• **DOCUMENT SEGMENT**:
___
Additional Provisions

If a controversy arises as to the sales price of any production, then for purposes of determining gross profit or the amount of Royalty Interest Proceeds:

any proceeds that are withheld for any reason (other than at the request of PCEC) are not considered received until such time that the proceeds are actually collected;

amounts received and promptly deposited with a nonaffiliated escrow agent will not be considered to have been received until disbursed to it by the escrow agent; and

amounts received and not deposited with an escrow agent will be considered to have been received.

The Trustee is not obligated to return any cash received from the Conveyed Interests. Any overpayments made to the Trust by PCEC due to adjustments to prior calculations of net profits, royalties or otherwise will reduce future amounts payable to the Trust until PCEC recovers the overpayments plus interest at a prime rate (as described in the Conveyance).
___
• **TO BE DONE**:
1. In the provisions on royalty proceeds, starting at the words "amounts received and not" and ending after "in the Conveyance).", replace "overpayments" with "excess payments".
2. Extend the provisions on royalty proceeds past their final sentence.

• **PROVIDED MATERIAL**:
___
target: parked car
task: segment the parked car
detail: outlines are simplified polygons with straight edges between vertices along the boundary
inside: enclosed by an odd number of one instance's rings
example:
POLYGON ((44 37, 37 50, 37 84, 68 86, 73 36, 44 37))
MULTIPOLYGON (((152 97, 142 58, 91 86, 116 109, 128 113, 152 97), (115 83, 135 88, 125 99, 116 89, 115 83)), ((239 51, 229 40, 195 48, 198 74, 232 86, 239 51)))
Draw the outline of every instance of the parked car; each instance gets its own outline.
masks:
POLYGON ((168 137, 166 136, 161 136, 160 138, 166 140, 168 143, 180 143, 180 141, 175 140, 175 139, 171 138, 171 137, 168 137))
___
• **ANSWER SET**:
1.
amounts received and not deposited with an escrow agent will be considered to have been received.

The Trustee is not obligated to return any cash received from the Conveyed Interests. Any excess payments made to the Trust by PCEC due to adjustments to prior calculations of net profits, royalties or otherwise will reduce future amounts payable to the Trust until PCEC recovers the excess payments plus interest at a prime rate (as described in the Conveyance).

2.
The Conveyance generally permits PCEC to transfer without the consent or approval of the Trust unitholders all or any part of its interest in the Underlying Properties, subject to the Conveyed Interests. The Trust unitholders are not entitled to any proceeds of a sale or transfer of PCEC’s interest. Except in certain cases where the Conveyed Interests are released, following a sale or transfer, the Underlying Properties will continue to be subject to the Conveyed Interests, and the gross profits and if applicable, the royalties, attributable to the transferred property will be calculated for such transferred property on a stand-alone basis (as part of the computation of net profits and royalties described in this Annual Report), paid and distributed by the transferee to the Trust. PCEC will have no further obligations, requirements or responsibilities with respect to any such transferred interests, provided that PCEC delivers to the Trustee an agreement of the transferee of such transferred interests, reasonably satisfactory to the Trustee, in which such transferee assumes the responsibility to perform the Administrative Services that PCEC is required to provide to the Trust pursuant to the operating and services agreement relating to the interests being transferred.

In addition, PCEC may, without the consent of the Trust unitholders, require the Trust to release the Conveyed Interests associated with any lease that accounts for less than or equal to 0.25% of the total production from the Underlying Properties in the prior twelve months, provided that the Conveyed Interests covered by such releases cannot exceed, during any twelve-month period, an aggregate fair market value to the Trust of $500,000. These releases will be made only in connection with a sale by PCEC to a non-affiliate of the relevant Underlying Properties, are conditioned upon an amount equal to the fair market value (net of sales costs) to the Trust of such Conveyed Interests and will be treated as an offset amount against costs and expenses. PCEC has not identified for sale any of the Underlying Properties.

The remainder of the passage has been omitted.